TASK STATEMENT: Can you edit the items from the line that has "Category: pale sky near horizon" through the end of the last item, changing every "Format example" to "Sample output" and leaving everything else as it is? Return only those lines.

RECORD SET:
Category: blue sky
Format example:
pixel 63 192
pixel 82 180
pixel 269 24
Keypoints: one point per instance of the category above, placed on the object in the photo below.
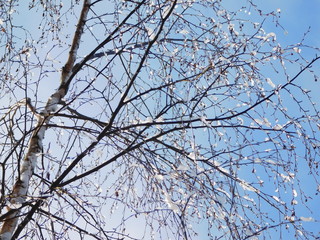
pixel 296 18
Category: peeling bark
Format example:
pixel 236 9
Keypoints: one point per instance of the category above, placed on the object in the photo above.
pixel 20 188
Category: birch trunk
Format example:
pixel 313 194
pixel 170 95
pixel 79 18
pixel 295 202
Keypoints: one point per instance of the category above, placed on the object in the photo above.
pixel 20 188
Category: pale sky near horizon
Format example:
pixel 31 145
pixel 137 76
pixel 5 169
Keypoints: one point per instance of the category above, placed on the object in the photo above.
pixel 296 17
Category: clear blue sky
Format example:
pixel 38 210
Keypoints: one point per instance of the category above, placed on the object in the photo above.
pixel 296 17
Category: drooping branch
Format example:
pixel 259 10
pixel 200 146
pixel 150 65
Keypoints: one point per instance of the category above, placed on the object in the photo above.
pixel 27 166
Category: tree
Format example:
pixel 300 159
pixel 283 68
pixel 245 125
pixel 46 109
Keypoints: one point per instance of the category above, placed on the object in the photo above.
pixel 174 116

EXERCISE RESULT:
Category: pale sky near horizon
Sample output:
pixel 31 145
pixel 137 76
pixel 5 169
Keypoints: one point per instance of the category above, placed on the object in the photo above.
pixel 296 17
Category: clear blue sky
Sample output:
pixel 38 210
Keypoints: one point per instance of the category above, placed on the object in the photo above.
pixel 296 17
Category: drooping branch
Sample output:
pixel 259 10
pixel 200 146
pixel 150 65
Keypoints: one point per instance of the category above, placed on the object in the photo above.
pixel 27 166
Category: tree
Sample output:
pixel 300 159
pixel 283 68
pixel 245 125
pixel 46 109
Keypoints: one point per instance of the category above, placed on the object in the photo above.
pixel 174 116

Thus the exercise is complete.